* SUPPLIED PASSAGE
Tsawout Nation Belly-Rising-Up site, Saanich, British Columbia 24 April, 2005 photo by Gordon Brent Ingram
The ‘Belly-Rising-Up’ site is on the Tsawout First Nation lands on the east coast of the Saanich Peninsula on south-eastern Vancouver Island just north of Victoria, British Columbia. Belly-Rising-Up is part of an Indian Reserve negotiated in the early 1850s as part of one of the few Douglas Treaties. Belly-Rising-Up is an extremely important location not only for Canadian and West Coast history and politics but for cultural and social futures.
This seemingly natural ecosystem has an exceptional array and density of food plants crucial to Salish communities — that can only result from careful protection, harvesting and management. Belly-Rising-Up was one of the subjects of the Douglas Treaty negotiations in part because of the importance of these (agri)cultural sites to the Tsawout people. But in the ensuing century and half, knowledge and appreciation of these food production landscapes, indeed of Salish agriculture in general, has largely declined. The remaining knowledge of the Tsawout is as precious as are the demonstrative features and genetic resources of the site. So the strategic importance of the Belly-Rising-Up site, that continues to be protected and managed by the Tsawout First Nations, extends to new research and as an example for new land management initiatives that more squarely acknowledge and actively involve the leadership of aboriginal stewards and governments.
Tsawout Nation tea-house and treaty sign, Saanich, British Columbia 23 July, 2004 by Gordon Brent Ingram
While I visited the beach area adjacent to this rock and marsh since I was a young child, I did not actually visit the Belly-Rising -Up site until about 2000. An older friend, celebrated artist Michael Morris, grew up on the east coast of the Saanich Peninsula and mentioned to me of his encountering a Salish healer at Belly-Rising-Up decades back. This person spoke of the rough English-translation of the Tsawout name and the cultural importance of the place.
So while new to this Tsawout protected area, my formative experiences were a few miles due west on the west side of Central Saanich: adjacent to and inside of the Tsartlip First Nation‘s Douglas Treaty lands in Brentwood Bay. So being introduced at a young age to traditional Tsartlip land management, for food plants especially the last of highly site-specific burning, there was something strongly familiar with what I found at Belly-Rising-Up; a quality about the place that was sometimes garden-like.

* ACTIVITIES
1. Please condense the paragraph of the Belly-Rising-Up page beginning "This seemingly natural ecosystem" into a short bulleted list that keeps its main facts.
2. According to the Belly-Rising-Up page, when was the Indian Reserve that includes the site negotiated?

* DATA
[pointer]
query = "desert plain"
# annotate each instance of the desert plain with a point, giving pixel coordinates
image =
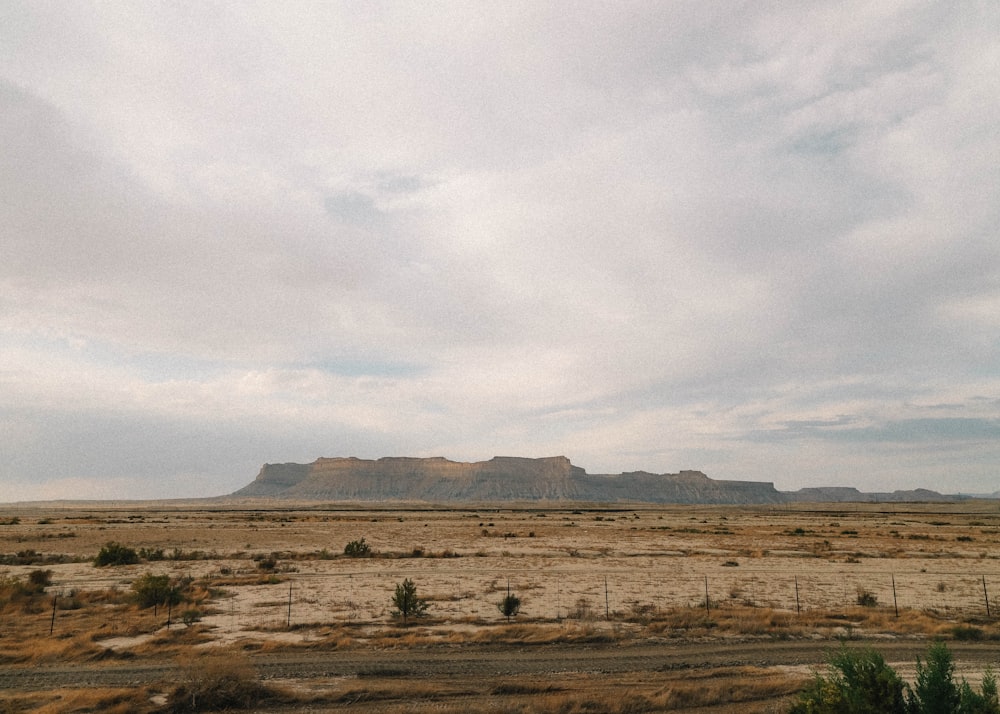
(623, 608)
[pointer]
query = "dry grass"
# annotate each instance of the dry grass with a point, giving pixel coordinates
(68, 701)
(584, 576)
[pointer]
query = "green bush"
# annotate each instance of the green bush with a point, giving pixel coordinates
(509, 606)
(154, 590)
(935, 689)
(358, 549)
(858, 681)
(406, 601)
(113, 553)
(867, 598)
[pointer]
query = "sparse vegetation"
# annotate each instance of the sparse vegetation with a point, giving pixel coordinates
(113, 553)
(406, 602)
(858, 681)
(510, 606)
(358, 549)
(154, 590)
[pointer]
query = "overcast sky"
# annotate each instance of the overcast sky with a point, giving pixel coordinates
(755, 239)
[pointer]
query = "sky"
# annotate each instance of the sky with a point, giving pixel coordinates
(754, 239)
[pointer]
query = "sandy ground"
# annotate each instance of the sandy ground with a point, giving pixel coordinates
(563, 563)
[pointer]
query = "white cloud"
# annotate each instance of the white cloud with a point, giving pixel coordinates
(646, 236)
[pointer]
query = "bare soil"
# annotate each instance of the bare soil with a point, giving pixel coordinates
(623, 608)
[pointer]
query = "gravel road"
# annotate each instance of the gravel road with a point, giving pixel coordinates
(492, 661)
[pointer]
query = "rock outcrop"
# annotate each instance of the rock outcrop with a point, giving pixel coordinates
(502, 478)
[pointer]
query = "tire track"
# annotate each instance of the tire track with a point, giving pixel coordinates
(490, 662)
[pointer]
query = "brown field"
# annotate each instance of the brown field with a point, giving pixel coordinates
(268, 593)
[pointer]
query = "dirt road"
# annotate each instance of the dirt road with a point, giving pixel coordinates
(495, 661)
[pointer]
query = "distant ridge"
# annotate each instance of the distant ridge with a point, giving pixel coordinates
(508, 478)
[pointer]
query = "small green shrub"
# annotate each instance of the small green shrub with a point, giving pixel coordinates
(858, 681)
(867, 598)
(153, 590)
(406, 601)
(358, 549)
(967, 633)
(113, 553)
(39, 580)
(935, 690)
(509, 606)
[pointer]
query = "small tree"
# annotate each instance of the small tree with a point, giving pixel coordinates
(510, 605)
(155, 590)
(113, 553)
(935, 689)
(39, 580)
(406, 601)
(357, 549)
(857, 682)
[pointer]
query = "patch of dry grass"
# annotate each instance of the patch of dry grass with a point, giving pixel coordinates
(134, 700)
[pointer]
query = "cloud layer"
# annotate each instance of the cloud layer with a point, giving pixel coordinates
(756, 241)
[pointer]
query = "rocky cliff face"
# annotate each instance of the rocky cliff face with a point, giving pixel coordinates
(502, 478)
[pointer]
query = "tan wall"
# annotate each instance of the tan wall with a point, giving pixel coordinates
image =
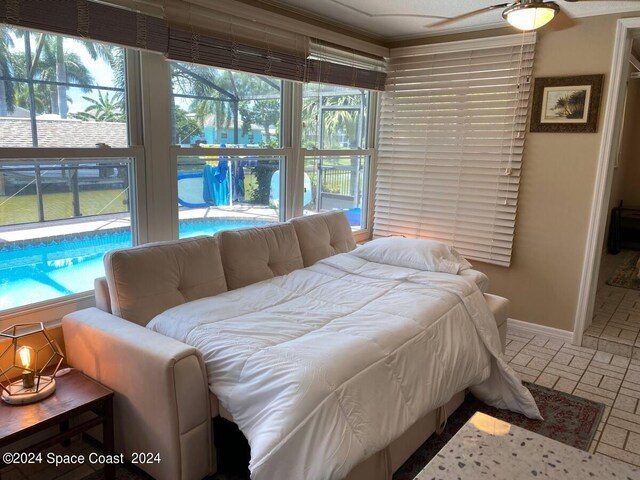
(629, 169)
(557, 188)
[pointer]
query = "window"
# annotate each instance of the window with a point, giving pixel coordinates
(451, 140)
(60, 92)
(217, 113)
(103, 147)
(221, 108)
(63, 202)
(335, 136)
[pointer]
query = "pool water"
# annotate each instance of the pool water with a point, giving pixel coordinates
(35, 271)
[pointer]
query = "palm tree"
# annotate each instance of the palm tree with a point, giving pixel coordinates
(102, 109)
(6, 86)
(66, 67)
(54, 64)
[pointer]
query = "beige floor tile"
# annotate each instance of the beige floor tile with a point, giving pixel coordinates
(554, 344)
(579, 362)
(592, 378)
(602, 357)
(611, 384)
(618, 453)
(628, 404)
(565, 385)
(538, 363)
(525, 370)
(619, 361)
(552, 369)
(614, 436)
(600, 392)
(522, 359)
(581, 392)
(547, 380)
(633, 443)
(563, 358)
(578, 351)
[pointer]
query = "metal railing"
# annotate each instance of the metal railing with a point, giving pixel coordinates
(68, 177)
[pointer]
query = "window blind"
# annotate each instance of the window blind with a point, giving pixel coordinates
(194, 33)
(84, 19)
(349, 68)
(452, 128)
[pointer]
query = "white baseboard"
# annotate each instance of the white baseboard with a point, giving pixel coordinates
(518, 326)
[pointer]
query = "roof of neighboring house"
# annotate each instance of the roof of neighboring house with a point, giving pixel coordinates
(69, 133)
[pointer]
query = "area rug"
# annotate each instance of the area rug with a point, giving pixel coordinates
(626, 275)
(567, 419)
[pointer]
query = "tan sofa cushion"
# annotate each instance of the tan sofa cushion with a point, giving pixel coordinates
(323, 235)
(147, 280)
(250, 255)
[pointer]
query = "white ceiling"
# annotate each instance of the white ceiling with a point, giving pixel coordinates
(394, 20)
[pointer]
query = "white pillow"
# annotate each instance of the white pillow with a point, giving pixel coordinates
(426, 255)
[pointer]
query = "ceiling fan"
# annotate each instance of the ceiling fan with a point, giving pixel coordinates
(522, 14)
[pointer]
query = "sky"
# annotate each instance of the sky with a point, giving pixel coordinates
(100, 70)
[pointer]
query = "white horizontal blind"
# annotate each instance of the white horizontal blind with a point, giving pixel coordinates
(450, 146)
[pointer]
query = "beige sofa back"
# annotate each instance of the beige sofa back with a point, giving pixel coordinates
(323, 235)
(250, 255)
(148, 279)
(143, 281)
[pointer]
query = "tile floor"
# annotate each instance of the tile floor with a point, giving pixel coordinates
(616, 322)
(615, 327)
(594, 374)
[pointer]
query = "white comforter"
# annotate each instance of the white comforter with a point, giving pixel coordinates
(325, 366)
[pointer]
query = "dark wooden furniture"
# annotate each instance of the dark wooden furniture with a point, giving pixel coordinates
(624, 229)
(75, 394)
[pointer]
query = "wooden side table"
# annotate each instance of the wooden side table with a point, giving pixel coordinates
(75, 394)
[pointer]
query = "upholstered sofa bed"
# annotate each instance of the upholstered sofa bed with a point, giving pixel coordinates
(163, 404)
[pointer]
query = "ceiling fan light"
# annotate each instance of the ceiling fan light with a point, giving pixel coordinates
(530, 16)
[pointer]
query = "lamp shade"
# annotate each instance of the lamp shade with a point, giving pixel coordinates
(530, 16)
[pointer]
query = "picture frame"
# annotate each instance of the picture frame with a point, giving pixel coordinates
(566, 104)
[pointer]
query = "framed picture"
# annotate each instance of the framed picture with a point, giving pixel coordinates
(566, 104)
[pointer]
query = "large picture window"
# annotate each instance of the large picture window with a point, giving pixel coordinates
(335, 136)
(60, 92)
(65, 198)
(215, 114)
(103, 147)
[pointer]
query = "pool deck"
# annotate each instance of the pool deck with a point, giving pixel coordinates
(32, 231)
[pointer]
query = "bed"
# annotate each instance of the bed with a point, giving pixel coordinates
(296, 337)
(327, 365)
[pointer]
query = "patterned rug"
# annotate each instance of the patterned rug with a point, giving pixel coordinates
(626, 275)
(567, 418)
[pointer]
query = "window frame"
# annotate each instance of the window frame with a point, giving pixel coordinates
(52, 310)
(154, 206)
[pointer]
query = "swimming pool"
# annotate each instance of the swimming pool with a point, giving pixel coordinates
(38, 270)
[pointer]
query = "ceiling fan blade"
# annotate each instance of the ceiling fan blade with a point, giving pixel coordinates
(447, 21)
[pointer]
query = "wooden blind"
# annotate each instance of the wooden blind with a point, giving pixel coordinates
(340, 66)
(452, 130)
(191, 33)
(90, 20)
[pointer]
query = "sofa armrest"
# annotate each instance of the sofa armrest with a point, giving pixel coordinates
(161, 402)
(500, 307)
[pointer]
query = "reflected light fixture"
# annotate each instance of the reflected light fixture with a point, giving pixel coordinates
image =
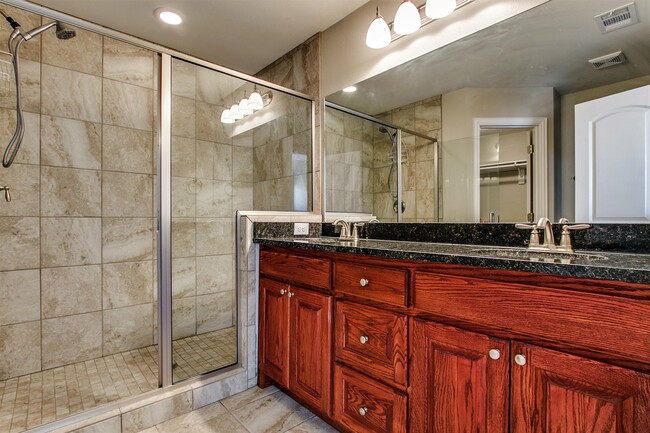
(439, 8)
(378, 35)
(168, 16)
(407, 18)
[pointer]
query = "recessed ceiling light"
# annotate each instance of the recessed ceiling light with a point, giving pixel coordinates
(168, 16)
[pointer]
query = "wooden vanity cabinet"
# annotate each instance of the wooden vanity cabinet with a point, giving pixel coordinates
(295, 335)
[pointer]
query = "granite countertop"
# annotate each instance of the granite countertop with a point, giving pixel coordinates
(629, 267)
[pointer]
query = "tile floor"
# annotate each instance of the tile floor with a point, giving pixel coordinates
(39, 398)
(253, 411)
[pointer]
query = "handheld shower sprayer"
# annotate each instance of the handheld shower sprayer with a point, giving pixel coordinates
(14, 44)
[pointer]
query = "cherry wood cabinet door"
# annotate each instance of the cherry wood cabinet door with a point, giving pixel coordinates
(274, 331)
(556, 392)
(311, 347)
(459, 380)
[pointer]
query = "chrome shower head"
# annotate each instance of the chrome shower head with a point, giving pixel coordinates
(64, 33)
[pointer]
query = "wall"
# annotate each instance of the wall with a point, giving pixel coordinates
(77, 241)
(459, 108)
(566, 169)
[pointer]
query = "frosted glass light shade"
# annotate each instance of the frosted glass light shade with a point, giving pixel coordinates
(225, 117)
(439, 8)
(244, 109)
(378, 35)
(407, 19)
(255, 101)
(234, 112)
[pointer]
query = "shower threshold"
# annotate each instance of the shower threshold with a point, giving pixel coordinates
(46, 396)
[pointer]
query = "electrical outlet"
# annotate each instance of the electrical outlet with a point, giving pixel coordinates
(301, 228)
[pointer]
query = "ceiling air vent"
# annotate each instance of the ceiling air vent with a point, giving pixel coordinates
(617, 18)
(608, 60)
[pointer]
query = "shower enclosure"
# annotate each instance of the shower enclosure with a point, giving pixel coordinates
(117, 269)
(374, 168)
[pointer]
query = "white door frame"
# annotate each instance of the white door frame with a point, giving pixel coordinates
(540, 155)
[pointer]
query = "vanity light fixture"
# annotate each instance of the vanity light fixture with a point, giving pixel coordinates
(168, 16)
(407, 18)
(378, 35)
(436, 9)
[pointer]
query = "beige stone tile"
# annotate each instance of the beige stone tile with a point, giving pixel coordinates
(20, 294)
(272, 414)
(70, 241)
(184, 157)
(127, 239)
(183, 79)
(29, 152)
(127, 195)
(183, 237)
(21, 345)
(128, 328)
(70, 192)
(145, 417)
(184, 117)
(214, 311)
(214, 236)
(126, 284)
(19, 243)
(214, 199)
(85, 330)
(71, 143)
(128, 63)
(129, 150)
(128, 105)
(214, 274)
(184, 277)
(70, 94)
(71, 290)
(83, 53)
(183, 317)
(214, 161)
(24, 182)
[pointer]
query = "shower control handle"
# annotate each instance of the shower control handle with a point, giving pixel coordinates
(7, 191)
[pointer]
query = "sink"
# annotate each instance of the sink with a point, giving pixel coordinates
(538, 256)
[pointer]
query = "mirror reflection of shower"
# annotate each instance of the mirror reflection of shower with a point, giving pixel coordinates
(16, 39)
(393, 163)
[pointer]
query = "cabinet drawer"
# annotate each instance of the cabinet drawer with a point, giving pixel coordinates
(372, 340)
(372, 282)
(364, 405)
(310, 271)
(594, 322)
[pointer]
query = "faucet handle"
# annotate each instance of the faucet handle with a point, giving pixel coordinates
(534, 233)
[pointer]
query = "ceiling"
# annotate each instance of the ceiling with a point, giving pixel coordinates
(244, 35)
(547, 46)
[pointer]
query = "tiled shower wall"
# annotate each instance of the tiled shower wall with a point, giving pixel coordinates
(77, 241)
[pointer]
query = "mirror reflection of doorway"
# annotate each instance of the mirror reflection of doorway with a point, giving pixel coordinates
(505, 165)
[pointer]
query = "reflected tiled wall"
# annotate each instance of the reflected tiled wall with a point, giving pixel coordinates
(77, 269)
(211, 179)
(418, 179)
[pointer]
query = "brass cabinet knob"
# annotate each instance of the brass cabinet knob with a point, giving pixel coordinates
(494, 354)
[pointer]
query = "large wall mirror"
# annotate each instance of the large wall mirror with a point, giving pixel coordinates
(523, 78)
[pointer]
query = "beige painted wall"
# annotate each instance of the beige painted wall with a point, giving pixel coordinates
(566, 169)
(459, 109)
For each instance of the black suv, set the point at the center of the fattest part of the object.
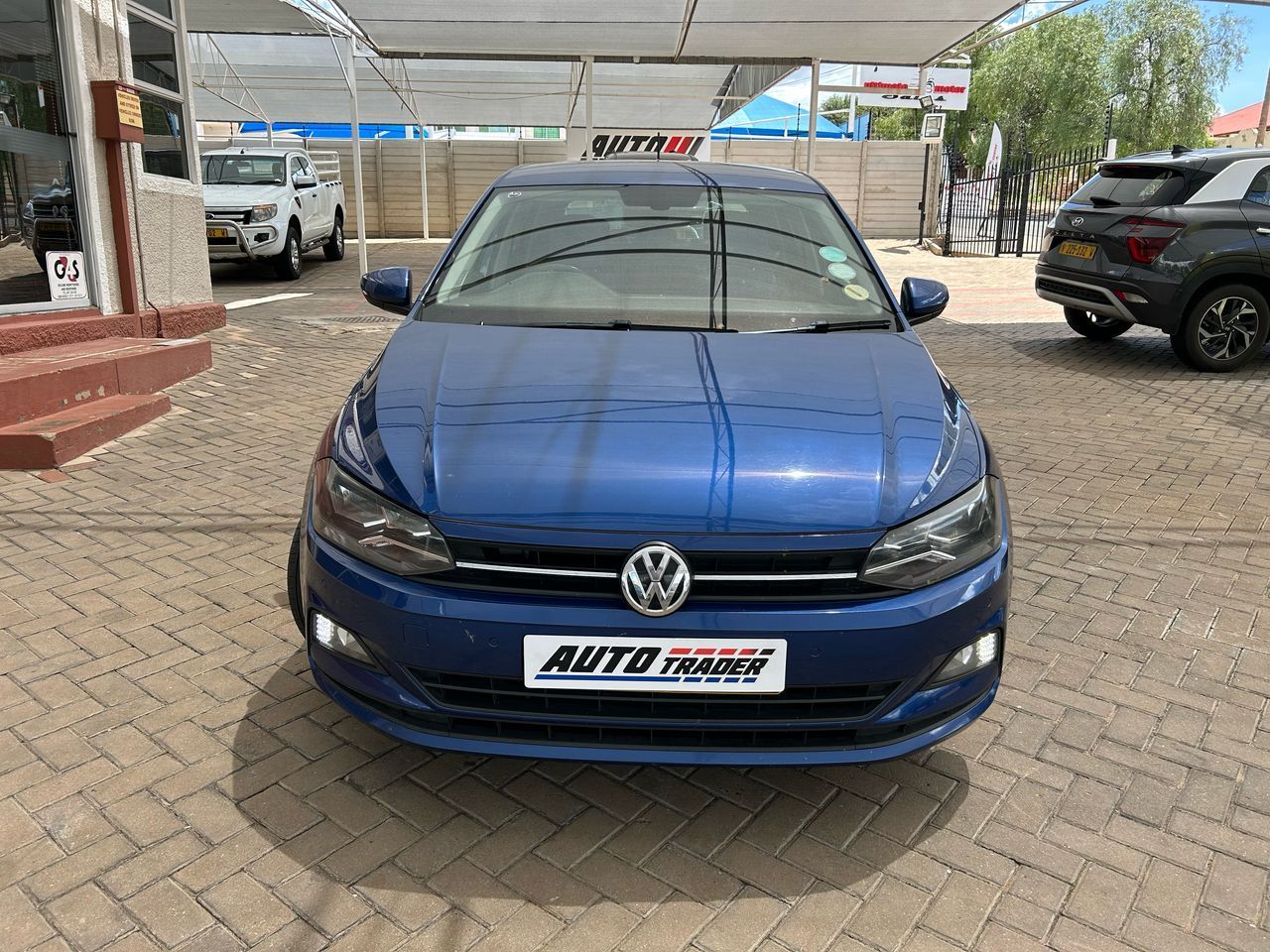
(1175, 240)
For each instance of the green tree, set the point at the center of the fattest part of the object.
(1169, 60)
(1046, 86)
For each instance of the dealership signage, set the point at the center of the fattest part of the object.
(668, 143)
(894, 85)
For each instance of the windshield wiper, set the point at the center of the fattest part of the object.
(829, 326)
(624, 325)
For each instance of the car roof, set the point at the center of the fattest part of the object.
(1207, 159)
(666, 172)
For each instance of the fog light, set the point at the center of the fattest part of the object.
(340, 640)
(978, 654)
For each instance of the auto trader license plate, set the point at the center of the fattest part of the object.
(1078, 249)
(688, 665)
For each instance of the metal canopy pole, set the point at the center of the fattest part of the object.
(813, 117)
(354, 121)
(589, 66)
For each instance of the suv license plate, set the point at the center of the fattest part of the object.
(689, 665)
(1078, 249)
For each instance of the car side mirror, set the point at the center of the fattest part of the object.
(388, 289)
(922, 298)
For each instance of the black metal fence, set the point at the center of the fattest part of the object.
(1006, 213)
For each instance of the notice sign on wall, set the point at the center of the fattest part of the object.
(130, 107)
(66, 280)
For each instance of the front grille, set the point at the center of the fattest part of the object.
(474, 693)
(685, 737)
(592, 572)
(1076, 291)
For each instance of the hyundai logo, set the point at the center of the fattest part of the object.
(656, 579)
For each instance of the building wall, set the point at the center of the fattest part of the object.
(167, 220)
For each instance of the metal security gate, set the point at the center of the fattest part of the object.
(1006, 213)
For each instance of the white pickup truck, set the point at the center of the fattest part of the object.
(273, 204)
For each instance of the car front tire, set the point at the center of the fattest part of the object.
(1095, 326)
(334, 246)
(1224, 329)
(287, 264)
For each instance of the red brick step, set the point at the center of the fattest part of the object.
(48, 381)
(58, 438)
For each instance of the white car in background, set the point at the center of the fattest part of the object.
(273, 204)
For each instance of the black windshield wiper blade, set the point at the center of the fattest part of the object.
(828, 327)
(624, 325)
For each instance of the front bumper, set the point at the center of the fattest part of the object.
(414, 630)
(250, 241)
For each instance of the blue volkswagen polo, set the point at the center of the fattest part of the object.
(656, 470)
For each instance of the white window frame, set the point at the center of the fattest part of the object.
(177, 28)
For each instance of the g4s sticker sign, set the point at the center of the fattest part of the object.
(64, 271)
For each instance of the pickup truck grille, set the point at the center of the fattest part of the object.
(239, 214)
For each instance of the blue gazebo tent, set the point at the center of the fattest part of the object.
(767, 117)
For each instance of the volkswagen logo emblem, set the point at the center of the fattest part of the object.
(656, 579)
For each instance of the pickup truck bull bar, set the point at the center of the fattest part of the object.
(235, 227)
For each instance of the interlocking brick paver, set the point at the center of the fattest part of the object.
(172, 777)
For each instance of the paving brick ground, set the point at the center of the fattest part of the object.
(169, 777)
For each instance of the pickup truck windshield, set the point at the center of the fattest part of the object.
(243, 171)
(659, 257)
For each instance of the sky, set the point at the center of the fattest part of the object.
(1246, 85)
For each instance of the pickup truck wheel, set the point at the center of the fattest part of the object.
(287, 264)
(334, 246)
(1095, 326)
(1224, 329)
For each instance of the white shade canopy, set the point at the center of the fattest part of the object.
(905, 32)
(299, 77)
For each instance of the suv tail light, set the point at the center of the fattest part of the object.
(1148, 238)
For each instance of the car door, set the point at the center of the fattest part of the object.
(1256, 209)
(309, 198)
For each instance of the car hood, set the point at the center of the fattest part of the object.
(661, 431)
(241, 195)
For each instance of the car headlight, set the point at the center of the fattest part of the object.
(371, 529)
(942, 543)
(974, 656)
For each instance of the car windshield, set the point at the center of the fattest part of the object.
(659, 257)
(243, 171)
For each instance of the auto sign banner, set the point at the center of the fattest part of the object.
(670, 143)
(893, 86)
(674, 664)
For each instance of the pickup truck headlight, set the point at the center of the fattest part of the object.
(371, 529)
(953, 537)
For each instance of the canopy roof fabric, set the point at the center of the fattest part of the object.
(300, 79)
(905, 32)
(769, 116)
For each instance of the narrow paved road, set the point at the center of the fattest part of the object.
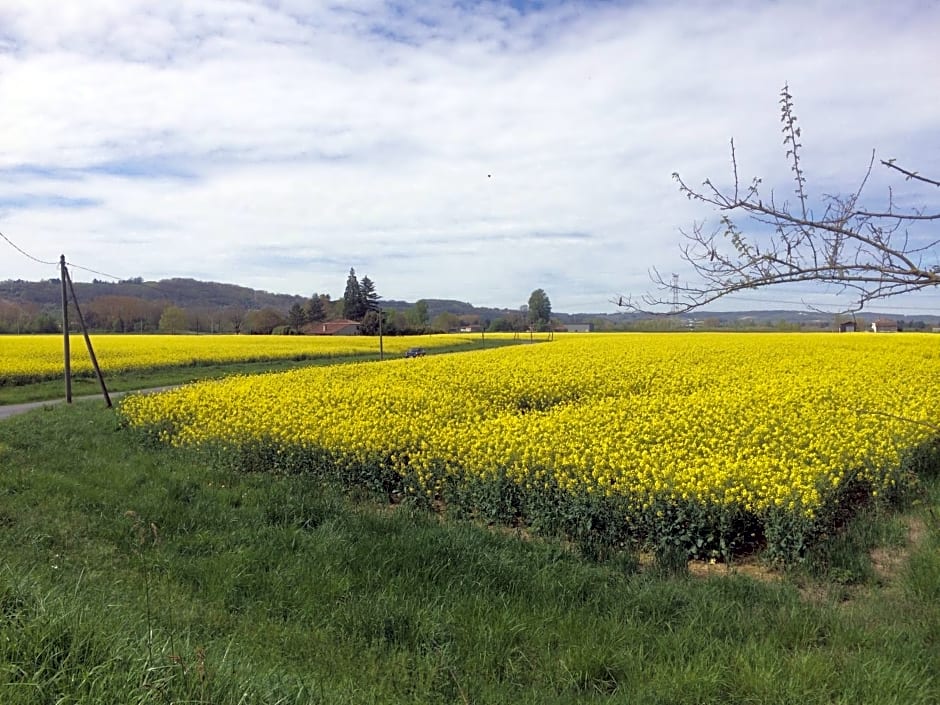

* RESULTS
1.
- The site looks natural but holds an exceptional array and density of food plants crucial to Salish communities, which can only result from careful protection, harvesting and management.
- It was a subject of the Douglas Treaty negotiations, partly because these (agri)cultural sites mattered to the Tsawout people.
- Over the following century and a half, knowledge and appreciation of these landscapes, and of Salish agriculture in general, has largely declined.
- The remaining Tsawout knowledge is as precious as the site's demonstrative features and genetic resources.
- The site is still protected and managed by the Tsawout First Nations. It is strategically important for new research and as an example for land management initiatives that acknowledge and actively involve the leadership of aboriginal stewards and governments.

2. In the early 1850s.